• [Required task a]:
Retype the PDF discussion thread from "Re:Summary incorrect. (Score:5, Insightful)" to "surrogate big daddy.".

• [Text]:
Summary incorrect. (Score:5, Insightful)
I think its FUD on MS's part: From Adobe's PDF Reference [adobe.com] page: Unless MS extends PDF in a manner imcompatable with adobe's PDF. (but that would never happen [slashdot.org])
Re:Summary incorrect. (Score:5, Insightful)
I tend to agree, unless MS is mis-stating its case to garner early sympathy. Adobe Opened the PDF spec, unless they specifically reserved some portion as "trade secret" or the license restricted implementation of certain features. Adobe's been making money on their Portable Document Format for a decade, and if the product is doomed to slide into the non-profitable abyss, then they will need to adjust. Perhaps they could react by extending Acrobat into a full featured Word processor?
Software Dictatorship (Score:4, Interesting)
It is because techies have such poor social skills. They talk of libertarian ideals but in reality are mostly doormats who feel safer with a monolithic dictator. Nerds sadly trade proper ownership for the false substitute of being controlled by surrogate big daddy.
Adobe software is fighting a losing battle in a totalitarian industry where the tech worker attitude enables tyranny.
What's the Correct One? (Score:3, Insightful)
There's no reasonable reading of the story that doesn't include an Adobe threat of legal action. And do you really find it hard to believe that another software company would threaten Microsoft with an antirust suit?
Re:What's the Correct One? (Score:4, Interesting)

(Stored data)

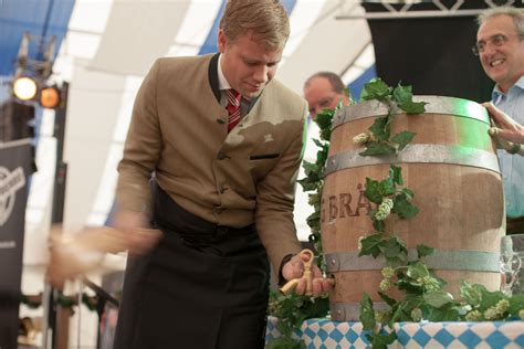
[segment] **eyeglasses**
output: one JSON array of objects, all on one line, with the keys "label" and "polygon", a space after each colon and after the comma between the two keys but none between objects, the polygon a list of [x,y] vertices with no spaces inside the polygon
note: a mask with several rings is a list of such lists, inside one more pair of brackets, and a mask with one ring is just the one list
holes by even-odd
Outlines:
[{"label": "eyeglasses", "polygon": [[495,47],[500,47],[503,44],[505,44],[511,36],[518,36],[522,38],[522,35],[518,34],[512,34],[512,35],[504,35],[504,34],[496,34],[488,39],[486,41],[479,41],[476,44],[474,44],[471,47],[471,51],[473,52],[474,55],[480,55],[482,52],[485,51],[485,47],[488,45],[494,45]]}]

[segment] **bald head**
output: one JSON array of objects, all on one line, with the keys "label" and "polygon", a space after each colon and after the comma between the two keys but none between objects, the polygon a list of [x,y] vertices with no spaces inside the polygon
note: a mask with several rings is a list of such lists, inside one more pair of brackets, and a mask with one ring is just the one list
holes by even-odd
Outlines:
[{"label": "bald head", "polygon": [[310,106],[310,115],[315,118],[324,109],[335,109],[340,101],[346,105],[348,97],[344,88],[344,83],[335,73],[319,72],[307,78],[304,98]]}]

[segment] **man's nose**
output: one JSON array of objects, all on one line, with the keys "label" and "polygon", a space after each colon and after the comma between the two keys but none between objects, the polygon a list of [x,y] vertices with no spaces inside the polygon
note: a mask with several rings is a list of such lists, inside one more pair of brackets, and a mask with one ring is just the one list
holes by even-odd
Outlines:
[{"label": "man's nose", "polygon": [[261,66],[256,67],[255,72],[253,74],[253,77],[258,83],[261,83],[261,84],[268,82],[268,80],[269,80],[268,66],[266,65],[261,65]]}]

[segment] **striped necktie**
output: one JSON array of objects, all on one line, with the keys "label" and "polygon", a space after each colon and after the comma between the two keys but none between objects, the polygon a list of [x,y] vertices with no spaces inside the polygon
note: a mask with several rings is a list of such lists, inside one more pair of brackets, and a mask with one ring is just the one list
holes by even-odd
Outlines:
[{"label": "striped necktie", "polygon": [[226,109],[229,113],[228,118],[228,133],[231,131],[234,126],[240,121],[240,99],[242,96],[234,89],[224,89],[226,96],[228,97],[228,105]]}]

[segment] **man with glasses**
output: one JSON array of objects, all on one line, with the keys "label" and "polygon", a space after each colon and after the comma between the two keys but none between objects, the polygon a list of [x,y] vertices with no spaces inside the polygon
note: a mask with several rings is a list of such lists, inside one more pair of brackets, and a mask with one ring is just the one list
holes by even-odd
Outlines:
[{"label": "man with glasses", "polygon": [[[492,103],[518,124],[524,123],[524,11],[500,7],[478,18],[473,53],[496,85]],[[489,108],[490,109],[490,108]],[[494,118],[496,121],[496,118]],[[524,233],[524,158],[515,144],[499,151],[504,182],[507,234]]]},{"label": "man with glasses", "polygon": [[349,97],[340,77],[332,72],[318,72],[304,83],[304,98],[307,101],[310,115],[315,118],[324,109],[335,109],[342,101],[347,105]]}]

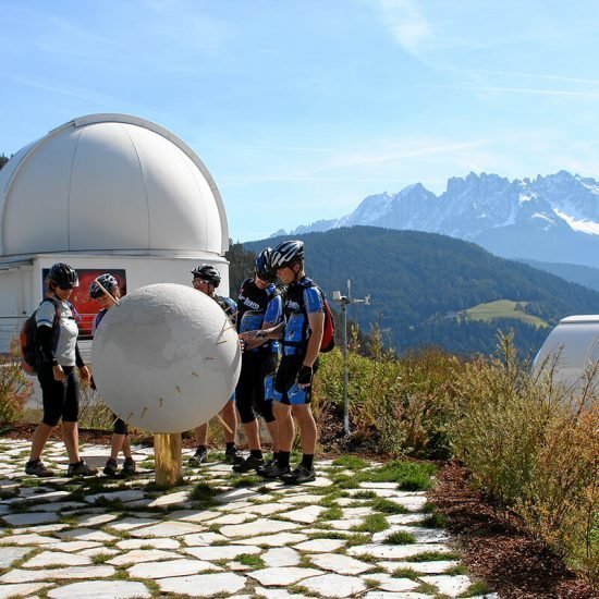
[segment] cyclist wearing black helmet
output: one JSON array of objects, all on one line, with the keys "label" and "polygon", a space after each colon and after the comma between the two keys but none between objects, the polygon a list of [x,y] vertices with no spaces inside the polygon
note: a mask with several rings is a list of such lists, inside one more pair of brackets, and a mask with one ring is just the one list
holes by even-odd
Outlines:
[{"label": "cyclist wearing black helmet", "polygon": [[[110,272],[100,274],[89,285],[89,297],[96,300],[101,306],[100,311],[98,311],[94,318],[93,332],[95,333],[108,310],[121,298],[119,281],[117,281]],[[94,379],[91,379],[91,383],[95,389]],[[124,420],[117,417],[114,413],[112,414],[112,419],[114,424],[112,425],[112,439],[110,441],[110,457],[106,462],[103,474],[110,478],[115,478],[118,476],[117,460],[122,450],[125,461],[121,468],[121,476],[133,476],[136,468],[131,452],[131,443],[129,442],[127,425]]]},{"label": "cyclist wearing black helmet", "polygon": [[[223,297],[218,295],[216,290],[220,285],[220,272],[212,265],[200,265],[192,270],[194,280],[192,282],[194,289],[205,293],[211,297],[229,317],[234,325],[236,319],[237,306],[230,297]],[[237,415],[235,413],[235,394],[231,396],[231,400],[227,402],[225,406],[220,413],[222,419],[227,423],[231,431],[223,427],[224,440],[227,449],[224,451],[224,457],[229,463],[239,464],[243,462],[243,455],[241,451],[235,447],[235,432],[237,430]],[[208,423],[199,425],[195,429],[195,438],[197,449],[195,454],[190,459],[190,466],[199,466],[203,462],[206,462],[208,457]]]},{"label": "cyclist wearing black helmet", "polygon": [[69,454],[68,476],[93,476],[80,455],[77,418],[80,414],[80,386],[75,366],[84,380],[89,370],[77,345],[77,311],[69,297],[80,280],[73,268],[63,262],[52,265],[46,278],[48,293],[36,310],[36,341],[39,346],[37,379],[41,386],[44,416],[32,439],[29,461],[25,473],[34,476],[53,476],[41,462],[41,453],[50,433],[62,418],[62,440]]},{"label": "cyclist wearing black helmet", "polygon": [[[246,279],[237,298],[237,331],[244,333],[277,327],[283,319],[283,301],[270,268],[270,247],[256,258],[254,277]],[[266,421],[272,439],[273,460],[279,453],[277,421],[272,414],[273,380],[279,358],[279,342],[270,341],[242,355],[242,369],[235,389],[235,403],[249,444],[249,456],[233,466],[237,473],[265,466],[256,412]]]},{"label": "cyclist wearing black helmet", "polygon": [[[276,464],[261,468],[266,478],[281,478],[288,485],[314,480],[314,453],[317,429],[310,409],[313,376],[318,369],[318,352],[325,327],[325,304],[318,285],[304,271],[304,244],[280,243],[270,264],[278,278],[288,285],[284,300],[285,322],[264,331],[242,335],[249,347],[265,339],[282,337],[283,356],[274,379],[274,416],[279,428],[279,457]],[[302,435],[302,462],[291,472],[290,455],[295,427]]]}]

• [Required task b]:
Find each line in the records above that includes the string "segment", and copy those lines.

• [Output a]:
Re:Summary incorrect. (Score:5, Insightful)
I tend to agree, unless MS is mis-stating its case to garner early sympathy. Adobe Opened the PDF spec, unless they specifically reserved some portion as "trade secret" or the license restricted implementation of certain features. Adobe's been making money on their Portable Document Format for a decade, and if the product is doomed to slide into the non-profitable abyss, then they will need to adjust. Perhaps they could react by extending Acrobat into a full featured Word processor?
Software Dictatorship (Score:4, Interesting)
It is because techies have such poor social skills. They talk of libertarian ideals but in reality are mostly doormats who feel safer with a monolithic dictator. Nerds sadly trade proper ownership for the false substitute of being controlled by surrogate big daddy.

• [Output b]:
[segment] **eyeglasses**
[segment] **bald head**
[segment] **man's nose**
[segment] **striped necktie**
[segment] **man with glasses**
[segment] cyclist wearing black helmet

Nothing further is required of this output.